### What this exercise asks
A – In the Brotherhood passage, condense the paragraph beginning "The original leader of the team was Magneto" into a bulleted list that keeps its main facts.
B – Carry on the Brotherhood passage, starting right after its last sentence.

### Text block

====================

Many of the group's members have been shown to be past victims of anti-mutant prejudice, which has made the group a haven for many mutants who feel they are outcasts and pariahs. While many of these outcast mutants have willingly embraced the violent aspects of the Brotherhood's ideology, several have ultimately rejected it and left the group because of it. Most notably, Quicksilver and Scarlet Witch left the group due to their disillusionment with Magneto's ideology to join the Avengers, a group of heroes dedicated to protecting the world as opposed to ruling it.

==Fictional team history==
===Magneto's Brotherhood===
The original leader of the team was Magneto, a mutant with the ability to control magnetic fields. It would later be revealed that Magneto was a survivor of the Holocaust, which left him distrusting of humanity. The other members of the original team were Quicksilver, who can move and think at superhuman speeds; his twin sister, the Scarlet Witch, who has the power to affect probability; Toad, a sniveling villain with incredible jumping abilities; and Mastermind, who can create illusions affecting all senses. Quicksilver and Scarlet Witch had joined after Magneto saved Scarlet Witch from a mob who believed she was a witch after she accidentally made a house burst into flame. She joined to repay the debt, and Quicksilver joined to keep her safe.

Magneto and Toad are captured by the Stranger, who they initially believe to be a mutant before learning that he is an alien. Mastermind is turned to a block of solid matter by the Stranger. Quicksilver and Scarlet Witch leave the team and later join the Avengers. Later, back on Earth, Magneto reorganized the team three times, including such mutants as Blob and Unus the Untouchable, as well as Lorelei, and creating a team that was later alternately called Mutant Force and the Resistants.

====================

### Listed entries
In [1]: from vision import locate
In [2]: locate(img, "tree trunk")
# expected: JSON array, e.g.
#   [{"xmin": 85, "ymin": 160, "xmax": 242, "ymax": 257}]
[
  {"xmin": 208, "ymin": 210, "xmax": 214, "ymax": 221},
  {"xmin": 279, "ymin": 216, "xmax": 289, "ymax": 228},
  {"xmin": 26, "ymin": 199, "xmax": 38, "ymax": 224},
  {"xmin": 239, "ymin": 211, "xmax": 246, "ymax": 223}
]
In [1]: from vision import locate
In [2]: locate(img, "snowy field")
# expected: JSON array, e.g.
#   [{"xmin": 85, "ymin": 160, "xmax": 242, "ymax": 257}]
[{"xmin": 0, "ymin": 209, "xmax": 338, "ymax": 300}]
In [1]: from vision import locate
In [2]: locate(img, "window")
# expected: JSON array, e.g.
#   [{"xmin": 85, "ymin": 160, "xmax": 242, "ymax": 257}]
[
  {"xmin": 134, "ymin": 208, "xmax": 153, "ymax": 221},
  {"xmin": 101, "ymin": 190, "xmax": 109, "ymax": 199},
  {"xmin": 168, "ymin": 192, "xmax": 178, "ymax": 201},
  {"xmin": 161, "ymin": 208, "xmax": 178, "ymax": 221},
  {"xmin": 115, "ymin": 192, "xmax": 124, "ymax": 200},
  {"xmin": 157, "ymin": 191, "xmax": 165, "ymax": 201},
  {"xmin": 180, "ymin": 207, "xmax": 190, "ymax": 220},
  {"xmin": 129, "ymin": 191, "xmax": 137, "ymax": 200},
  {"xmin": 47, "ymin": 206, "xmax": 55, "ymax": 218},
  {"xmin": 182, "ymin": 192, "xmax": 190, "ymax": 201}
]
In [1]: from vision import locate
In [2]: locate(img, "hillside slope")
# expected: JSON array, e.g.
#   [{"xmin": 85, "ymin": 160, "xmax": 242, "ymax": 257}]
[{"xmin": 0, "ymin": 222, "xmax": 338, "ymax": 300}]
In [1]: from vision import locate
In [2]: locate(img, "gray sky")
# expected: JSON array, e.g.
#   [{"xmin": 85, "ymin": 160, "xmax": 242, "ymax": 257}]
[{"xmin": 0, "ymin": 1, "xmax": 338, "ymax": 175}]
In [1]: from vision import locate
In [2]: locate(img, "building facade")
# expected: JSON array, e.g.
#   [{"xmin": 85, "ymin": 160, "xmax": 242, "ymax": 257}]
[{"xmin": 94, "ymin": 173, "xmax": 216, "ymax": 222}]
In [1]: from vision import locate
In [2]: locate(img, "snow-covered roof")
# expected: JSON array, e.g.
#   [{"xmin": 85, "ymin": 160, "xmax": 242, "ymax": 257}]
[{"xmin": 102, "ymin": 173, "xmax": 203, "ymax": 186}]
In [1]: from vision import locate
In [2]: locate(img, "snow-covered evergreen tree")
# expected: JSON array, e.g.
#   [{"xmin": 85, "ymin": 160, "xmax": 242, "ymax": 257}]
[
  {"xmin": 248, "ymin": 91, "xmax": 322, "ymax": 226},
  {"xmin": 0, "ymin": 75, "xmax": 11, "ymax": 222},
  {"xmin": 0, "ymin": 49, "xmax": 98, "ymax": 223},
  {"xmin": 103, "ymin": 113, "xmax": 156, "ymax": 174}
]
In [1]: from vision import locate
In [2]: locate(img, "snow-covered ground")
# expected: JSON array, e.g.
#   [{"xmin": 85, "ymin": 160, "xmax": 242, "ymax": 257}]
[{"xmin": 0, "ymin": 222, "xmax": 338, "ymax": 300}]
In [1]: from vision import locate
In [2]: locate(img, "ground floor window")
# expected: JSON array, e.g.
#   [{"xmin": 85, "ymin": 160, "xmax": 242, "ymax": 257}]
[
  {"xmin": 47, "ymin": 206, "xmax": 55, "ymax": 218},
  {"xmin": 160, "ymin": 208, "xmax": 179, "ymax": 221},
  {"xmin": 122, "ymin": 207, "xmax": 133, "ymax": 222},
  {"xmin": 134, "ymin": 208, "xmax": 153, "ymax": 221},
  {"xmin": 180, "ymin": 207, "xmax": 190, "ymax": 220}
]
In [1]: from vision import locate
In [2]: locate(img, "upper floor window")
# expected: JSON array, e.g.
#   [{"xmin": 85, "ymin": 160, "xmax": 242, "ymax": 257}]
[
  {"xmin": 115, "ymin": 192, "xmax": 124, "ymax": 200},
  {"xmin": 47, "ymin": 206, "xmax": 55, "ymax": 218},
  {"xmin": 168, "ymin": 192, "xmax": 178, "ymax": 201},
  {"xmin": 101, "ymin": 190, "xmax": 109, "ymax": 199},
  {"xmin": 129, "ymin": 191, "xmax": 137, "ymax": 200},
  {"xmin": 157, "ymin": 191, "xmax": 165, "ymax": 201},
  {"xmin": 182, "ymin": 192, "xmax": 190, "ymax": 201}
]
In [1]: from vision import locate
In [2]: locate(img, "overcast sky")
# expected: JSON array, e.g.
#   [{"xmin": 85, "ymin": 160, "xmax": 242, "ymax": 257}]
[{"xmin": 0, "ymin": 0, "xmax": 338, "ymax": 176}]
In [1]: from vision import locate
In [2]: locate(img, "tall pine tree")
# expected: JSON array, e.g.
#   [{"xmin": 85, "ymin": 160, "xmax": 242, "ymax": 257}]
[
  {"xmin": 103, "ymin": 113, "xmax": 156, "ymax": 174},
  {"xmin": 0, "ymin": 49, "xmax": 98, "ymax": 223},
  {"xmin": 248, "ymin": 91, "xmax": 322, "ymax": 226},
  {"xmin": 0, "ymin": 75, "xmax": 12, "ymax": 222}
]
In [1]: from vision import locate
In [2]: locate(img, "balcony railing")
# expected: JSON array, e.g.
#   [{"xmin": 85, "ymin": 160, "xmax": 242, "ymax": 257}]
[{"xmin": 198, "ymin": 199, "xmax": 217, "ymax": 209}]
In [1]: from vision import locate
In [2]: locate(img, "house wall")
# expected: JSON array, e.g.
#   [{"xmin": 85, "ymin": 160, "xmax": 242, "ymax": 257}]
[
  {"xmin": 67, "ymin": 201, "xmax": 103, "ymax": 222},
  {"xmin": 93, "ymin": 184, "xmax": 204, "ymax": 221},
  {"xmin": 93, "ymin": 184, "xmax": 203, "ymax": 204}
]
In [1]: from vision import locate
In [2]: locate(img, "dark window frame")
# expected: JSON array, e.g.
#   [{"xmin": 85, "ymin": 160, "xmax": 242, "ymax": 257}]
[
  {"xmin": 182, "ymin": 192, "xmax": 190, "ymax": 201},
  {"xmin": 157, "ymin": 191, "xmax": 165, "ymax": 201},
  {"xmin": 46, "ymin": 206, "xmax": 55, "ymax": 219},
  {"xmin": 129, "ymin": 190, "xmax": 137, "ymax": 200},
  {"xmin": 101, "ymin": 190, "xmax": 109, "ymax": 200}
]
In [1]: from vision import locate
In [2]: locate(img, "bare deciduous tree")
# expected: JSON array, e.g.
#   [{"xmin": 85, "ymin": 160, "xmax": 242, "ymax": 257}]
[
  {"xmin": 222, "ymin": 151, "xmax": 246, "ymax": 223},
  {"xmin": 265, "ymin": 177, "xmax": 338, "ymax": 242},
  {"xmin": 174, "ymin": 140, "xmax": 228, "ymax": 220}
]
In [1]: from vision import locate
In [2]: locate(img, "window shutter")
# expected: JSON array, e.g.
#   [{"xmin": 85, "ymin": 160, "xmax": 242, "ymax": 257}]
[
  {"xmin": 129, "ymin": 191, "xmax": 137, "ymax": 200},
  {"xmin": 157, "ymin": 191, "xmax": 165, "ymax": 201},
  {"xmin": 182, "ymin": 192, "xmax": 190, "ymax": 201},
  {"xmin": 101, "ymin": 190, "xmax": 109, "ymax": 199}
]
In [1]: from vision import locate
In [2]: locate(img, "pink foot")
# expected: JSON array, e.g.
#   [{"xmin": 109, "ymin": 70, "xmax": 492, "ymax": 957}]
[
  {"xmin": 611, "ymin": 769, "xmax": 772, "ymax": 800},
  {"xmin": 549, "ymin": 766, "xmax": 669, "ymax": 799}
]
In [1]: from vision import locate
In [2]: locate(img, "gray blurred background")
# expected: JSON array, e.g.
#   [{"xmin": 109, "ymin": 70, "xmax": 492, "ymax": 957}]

====================

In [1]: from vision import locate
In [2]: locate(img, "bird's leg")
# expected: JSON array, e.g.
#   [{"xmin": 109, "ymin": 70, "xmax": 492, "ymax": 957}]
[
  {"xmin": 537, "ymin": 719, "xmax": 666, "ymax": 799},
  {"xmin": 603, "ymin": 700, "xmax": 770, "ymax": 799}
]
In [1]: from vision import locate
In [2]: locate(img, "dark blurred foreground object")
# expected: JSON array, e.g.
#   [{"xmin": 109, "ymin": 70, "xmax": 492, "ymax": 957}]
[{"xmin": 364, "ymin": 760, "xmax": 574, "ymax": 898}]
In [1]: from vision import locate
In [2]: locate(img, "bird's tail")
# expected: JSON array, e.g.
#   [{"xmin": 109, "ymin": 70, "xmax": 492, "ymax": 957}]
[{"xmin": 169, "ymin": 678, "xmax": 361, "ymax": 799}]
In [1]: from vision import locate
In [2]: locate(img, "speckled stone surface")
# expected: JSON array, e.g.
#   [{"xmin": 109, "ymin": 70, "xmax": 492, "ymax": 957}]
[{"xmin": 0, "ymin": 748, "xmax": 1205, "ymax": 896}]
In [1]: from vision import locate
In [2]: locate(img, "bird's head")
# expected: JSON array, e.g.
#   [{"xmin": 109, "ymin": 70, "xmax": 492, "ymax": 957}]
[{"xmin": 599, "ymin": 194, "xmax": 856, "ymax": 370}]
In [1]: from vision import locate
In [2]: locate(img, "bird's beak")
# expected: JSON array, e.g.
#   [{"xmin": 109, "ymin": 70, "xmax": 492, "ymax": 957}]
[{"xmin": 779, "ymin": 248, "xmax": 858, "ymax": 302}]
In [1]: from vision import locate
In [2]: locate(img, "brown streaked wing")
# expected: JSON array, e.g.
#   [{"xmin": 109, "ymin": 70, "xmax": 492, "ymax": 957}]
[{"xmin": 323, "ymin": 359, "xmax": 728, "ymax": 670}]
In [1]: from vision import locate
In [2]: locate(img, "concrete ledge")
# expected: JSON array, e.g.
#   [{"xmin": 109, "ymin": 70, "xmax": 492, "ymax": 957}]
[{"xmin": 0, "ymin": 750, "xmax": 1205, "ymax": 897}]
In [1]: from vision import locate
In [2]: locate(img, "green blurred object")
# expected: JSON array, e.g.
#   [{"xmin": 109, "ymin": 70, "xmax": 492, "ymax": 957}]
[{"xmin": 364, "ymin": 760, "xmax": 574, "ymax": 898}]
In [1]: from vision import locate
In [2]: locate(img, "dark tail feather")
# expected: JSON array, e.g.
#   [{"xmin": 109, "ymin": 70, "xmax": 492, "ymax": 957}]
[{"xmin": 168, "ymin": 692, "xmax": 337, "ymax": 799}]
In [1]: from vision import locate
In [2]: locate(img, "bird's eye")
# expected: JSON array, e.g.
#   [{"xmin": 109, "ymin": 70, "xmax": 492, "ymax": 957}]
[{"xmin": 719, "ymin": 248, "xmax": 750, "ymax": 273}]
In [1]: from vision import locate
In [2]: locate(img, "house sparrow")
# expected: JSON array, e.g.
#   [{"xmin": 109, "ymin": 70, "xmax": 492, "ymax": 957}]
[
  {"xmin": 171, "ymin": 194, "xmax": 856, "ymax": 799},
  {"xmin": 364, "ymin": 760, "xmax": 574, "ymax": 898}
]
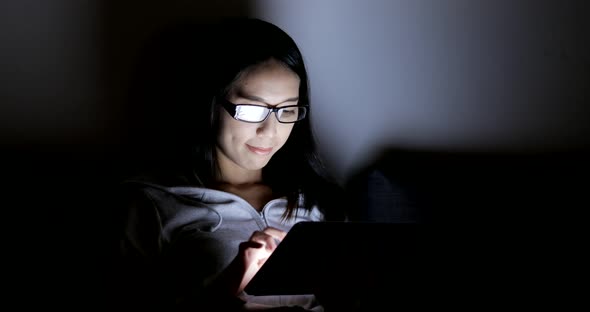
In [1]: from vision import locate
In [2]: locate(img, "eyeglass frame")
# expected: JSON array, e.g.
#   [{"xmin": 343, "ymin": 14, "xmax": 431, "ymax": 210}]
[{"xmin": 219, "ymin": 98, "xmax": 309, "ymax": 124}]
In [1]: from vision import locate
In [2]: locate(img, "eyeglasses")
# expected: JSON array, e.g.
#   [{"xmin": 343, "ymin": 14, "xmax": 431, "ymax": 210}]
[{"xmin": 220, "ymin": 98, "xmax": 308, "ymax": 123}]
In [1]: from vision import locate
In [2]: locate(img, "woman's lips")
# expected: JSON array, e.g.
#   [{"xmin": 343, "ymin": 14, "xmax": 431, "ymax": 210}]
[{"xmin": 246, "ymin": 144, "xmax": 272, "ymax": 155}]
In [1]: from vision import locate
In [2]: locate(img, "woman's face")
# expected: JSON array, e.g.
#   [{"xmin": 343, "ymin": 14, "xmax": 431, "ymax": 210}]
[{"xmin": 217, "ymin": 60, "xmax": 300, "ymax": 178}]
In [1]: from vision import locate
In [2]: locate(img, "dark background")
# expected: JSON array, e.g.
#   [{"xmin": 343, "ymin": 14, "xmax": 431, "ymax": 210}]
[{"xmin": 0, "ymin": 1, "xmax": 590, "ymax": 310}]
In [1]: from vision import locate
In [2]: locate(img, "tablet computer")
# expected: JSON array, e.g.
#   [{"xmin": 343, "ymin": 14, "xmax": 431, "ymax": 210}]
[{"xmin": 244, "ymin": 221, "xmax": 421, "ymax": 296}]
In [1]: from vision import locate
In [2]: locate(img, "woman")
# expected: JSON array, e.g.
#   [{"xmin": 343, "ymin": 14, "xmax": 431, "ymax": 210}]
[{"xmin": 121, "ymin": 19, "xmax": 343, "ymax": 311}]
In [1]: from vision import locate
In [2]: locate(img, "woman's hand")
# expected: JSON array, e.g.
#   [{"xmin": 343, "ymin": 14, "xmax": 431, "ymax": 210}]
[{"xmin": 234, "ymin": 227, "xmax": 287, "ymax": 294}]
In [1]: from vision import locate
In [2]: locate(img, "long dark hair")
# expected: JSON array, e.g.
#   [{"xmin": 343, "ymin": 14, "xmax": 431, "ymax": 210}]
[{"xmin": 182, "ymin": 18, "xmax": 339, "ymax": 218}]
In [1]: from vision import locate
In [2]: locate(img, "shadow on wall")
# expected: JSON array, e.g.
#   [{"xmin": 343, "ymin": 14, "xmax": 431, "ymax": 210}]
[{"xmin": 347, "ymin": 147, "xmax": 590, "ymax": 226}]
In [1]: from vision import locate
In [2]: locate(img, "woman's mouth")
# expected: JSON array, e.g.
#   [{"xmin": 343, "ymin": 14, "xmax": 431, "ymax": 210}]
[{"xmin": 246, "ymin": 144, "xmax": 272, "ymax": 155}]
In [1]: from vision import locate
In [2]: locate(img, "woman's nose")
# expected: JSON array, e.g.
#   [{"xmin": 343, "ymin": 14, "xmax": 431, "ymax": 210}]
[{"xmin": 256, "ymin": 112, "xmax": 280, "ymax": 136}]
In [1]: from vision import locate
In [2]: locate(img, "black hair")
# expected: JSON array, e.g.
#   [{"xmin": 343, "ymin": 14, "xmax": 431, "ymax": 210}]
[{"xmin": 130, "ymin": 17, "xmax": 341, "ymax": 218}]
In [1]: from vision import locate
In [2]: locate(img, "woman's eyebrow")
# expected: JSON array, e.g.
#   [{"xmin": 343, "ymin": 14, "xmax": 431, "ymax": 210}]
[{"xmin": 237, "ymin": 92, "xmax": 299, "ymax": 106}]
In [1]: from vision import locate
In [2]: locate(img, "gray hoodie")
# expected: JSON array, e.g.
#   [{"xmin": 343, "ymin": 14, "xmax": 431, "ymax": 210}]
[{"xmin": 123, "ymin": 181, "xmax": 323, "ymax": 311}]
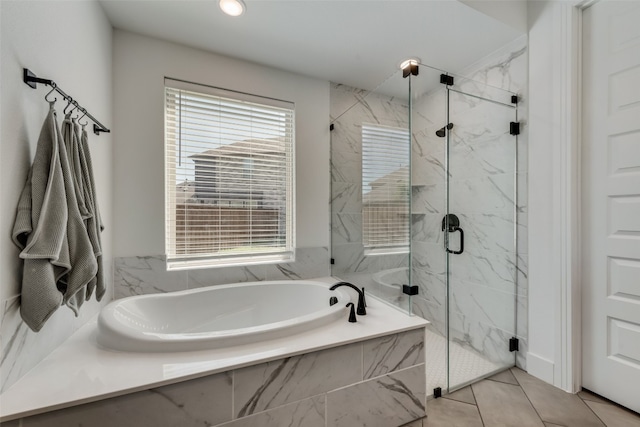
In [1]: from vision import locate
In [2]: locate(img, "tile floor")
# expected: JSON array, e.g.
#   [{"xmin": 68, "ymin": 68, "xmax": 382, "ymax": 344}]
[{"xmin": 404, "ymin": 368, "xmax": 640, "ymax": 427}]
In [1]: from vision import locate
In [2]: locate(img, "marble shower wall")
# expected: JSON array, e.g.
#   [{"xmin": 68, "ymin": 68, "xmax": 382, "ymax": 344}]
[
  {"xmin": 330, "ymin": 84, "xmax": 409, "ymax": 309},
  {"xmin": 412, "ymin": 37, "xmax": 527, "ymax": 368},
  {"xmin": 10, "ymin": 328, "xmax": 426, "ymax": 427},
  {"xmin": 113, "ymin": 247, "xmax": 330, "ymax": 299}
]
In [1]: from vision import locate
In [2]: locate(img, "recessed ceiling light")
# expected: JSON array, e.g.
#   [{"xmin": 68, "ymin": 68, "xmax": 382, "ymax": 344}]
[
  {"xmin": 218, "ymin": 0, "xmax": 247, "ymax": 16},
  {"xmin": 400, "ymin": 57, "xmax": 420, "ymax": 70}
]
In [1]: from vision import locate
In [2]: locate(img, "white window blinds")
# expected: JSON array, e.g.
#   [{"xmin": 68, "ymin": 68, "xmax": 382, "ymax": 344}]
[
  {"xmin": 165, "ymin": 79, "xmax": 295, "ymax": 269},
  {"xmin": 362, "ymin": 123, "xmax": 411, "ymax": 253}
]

====================

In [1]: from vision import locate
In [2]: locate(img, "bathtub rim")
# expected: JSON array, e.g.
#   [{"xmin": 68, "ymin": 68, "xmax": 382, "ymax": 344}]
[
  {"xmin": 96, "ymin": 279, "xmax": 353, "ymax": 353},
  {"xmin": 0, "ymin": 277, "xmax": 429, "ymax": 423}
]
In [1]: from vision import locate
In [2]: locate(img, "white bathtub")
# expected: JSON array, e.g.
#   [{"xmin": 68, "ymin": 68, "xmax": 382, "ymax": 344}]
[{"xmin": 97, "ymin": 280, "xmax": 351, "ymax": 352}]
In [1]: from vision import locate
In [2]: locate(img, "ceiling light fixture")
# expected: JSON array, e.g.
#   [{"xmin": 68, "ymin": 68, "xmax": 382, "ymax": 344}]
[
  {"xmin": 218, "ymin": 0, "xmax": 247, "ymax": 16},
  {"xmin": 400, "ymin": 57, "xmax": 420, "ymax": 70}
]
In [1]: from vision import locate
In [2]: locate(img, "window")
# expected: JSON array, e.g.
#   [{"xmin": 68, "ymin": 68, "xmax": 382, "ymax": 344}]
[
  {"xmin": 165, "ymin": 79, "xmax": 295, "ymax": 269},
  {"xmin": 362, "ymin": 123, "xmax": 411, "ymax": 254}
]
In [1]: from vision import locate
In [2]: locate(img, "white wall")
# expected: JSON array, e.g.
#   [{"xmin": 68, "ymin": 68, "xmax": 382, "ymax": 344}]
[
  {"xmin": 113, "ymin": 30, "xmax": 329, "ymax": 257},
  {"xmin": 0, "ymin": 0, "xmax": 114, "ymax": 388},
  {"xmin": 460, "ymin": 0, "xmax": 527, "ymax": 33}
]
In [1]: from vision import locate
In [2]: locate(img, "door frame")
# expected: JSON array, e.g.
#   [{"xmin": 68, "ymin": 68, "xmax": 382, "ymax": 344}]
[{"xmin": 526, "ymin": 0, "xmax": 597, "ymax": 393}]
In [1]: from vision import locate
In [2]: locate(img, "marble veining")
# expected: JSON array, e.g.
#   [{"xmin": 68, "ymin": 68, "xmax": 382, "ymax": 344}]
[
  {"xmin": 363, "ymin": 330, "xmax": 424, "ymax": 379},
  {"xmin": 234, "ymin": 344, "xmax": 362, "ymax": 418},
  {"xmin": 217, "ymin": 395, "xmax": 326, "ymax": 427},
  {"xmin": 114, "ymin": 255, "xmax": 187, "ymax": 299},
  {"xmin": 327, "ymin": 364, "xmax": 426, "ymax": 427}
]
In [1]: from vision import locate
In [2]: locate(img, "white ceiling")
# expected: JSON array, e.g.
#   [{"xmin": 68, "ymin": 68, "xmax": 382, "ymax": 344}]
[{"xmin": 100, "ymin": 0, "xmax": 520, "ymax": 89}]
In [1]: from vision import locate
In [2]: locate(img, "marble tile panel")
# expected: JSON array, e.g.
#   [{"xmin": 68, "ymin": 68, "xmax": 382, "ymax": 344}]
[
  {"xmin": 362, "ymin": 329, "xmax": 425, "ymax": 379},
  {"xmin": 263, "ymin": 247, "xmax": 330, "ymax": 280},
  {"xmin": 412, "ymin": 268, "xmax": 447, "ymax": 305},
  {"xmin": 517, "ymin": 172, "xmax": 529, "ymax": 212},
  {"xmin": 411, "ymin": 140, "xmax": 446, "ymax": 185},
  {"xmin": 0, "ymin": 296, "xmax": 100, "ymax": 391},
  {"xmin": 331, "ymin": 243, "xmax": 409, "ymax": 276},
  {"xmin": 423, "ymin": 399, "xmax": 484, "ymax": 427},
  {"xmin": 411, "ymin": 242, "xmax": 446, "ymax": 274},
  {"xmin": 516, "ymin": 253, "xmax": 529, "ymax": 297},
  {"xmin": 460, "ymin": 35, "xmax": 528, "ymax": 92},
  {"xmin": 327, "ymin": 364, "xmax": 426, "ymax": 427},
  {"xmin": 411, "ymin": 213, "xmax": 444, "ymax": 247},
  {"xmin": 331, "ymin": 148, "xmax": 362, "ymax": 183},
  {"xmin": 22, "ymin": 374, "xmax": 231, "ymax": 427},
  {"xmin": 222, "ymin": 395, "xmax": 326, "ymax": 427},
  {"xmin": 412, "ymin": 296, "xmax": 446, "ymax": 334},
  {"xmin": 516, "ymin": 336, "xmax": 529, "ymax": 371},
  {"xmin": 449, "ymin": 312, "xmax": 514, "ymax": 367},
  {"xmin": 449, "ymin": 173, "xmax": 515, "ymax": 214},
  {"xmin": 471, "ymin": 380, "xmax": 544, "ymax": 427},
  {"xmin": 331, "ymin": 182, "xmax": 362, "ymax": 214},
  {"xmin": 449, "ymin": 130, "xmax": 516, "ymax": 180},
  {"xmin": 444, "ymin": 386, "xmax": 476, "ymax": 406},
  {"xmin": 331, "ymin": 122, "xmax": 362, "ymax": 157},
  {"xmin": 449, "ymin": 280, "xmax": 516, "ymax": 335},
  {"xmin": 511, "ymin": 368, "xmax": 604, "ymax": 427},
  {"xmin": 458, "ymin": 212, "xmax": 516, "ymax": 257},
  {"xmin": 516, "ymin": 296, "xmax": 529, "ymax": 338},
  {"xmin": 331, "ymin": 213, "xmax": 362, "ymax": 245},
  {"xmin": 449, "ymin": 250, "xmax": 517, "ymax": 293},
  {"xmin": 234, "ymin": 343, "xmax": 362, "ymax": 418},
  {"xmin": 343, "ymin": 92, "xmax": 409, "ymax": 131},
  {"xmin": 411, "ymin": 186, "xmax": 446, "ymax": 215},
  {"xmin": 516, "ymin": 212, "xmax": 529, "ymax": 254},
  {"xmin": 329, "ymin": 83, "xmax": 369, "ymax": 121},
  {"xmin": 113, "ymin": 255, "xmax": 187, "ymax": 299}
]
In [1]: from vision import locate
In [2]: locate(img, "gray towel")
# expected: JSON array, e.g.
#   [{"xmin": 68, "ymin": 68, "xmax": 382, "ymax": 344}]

====================

### Answers to the tasks
A –
- Leader: Magneto, a mutant who controls magnetic fields. It was later revealed that he survived the Holocaust, which left him distrusting humanity.
- Quicksilver: can move and think at superhuman speeds.
- Scarlet Witch: Quicksilver's twin sister, with the power to affect probability.
- Toad: a sniveling villain with incredible jumping abilities.
- Mastermind: creates illusions that affect all senses.
- How the twins joined: Magneto saved Scarlet Witch from a mob that believed she was a witch after she accidentally made a house burst into flame. She joined to repay the debt, and Quicksilver joined to keep her safe.

B –
After Magneto abandons the Brotherhood, the remaining members work with Vanisher as part of a plot to get revenge on the X-Men, but are beaten by the Champions. After this defeat, the Brotherhood is disbanded and its remaining members are imprisoned.

===Mystique's Brotherhood===
Mystique organizes her own Brotherhood of Mutants with Pyro, Blob, Avalanche, Destiny, and Rogue. The Brotherhood's members (minus Rogue, who defects to the X-Men) later join the government-sponsored team Freedom Force. As Freedom Force, their membership briefly includes Spiral and Spider-Woman, and later includes Super Sabre, Crimson Commando, and Stonewall. The Brotherhood disbands after Destiny, Super Sabre, and Stonewall are killed in action, Mystique fakes her death, Crimson Commando is crippled, and Blob and Pyro were abandoned on a mission in Iraq.

===Toad's Brotherhood===
Toad also organizes a Brotherhood of Mutants of his own at one point, including Blob and Pyro; Phantazia, a mutant who can disrupt electronics and superhuman powers; and Sauron. Toad's Brotherhood is concerned mostly with hatching revenge schemes against the X-teams, but has also fought X-Force, X-Factor, Darkhawk, Spider-Man, and Sleepwalker.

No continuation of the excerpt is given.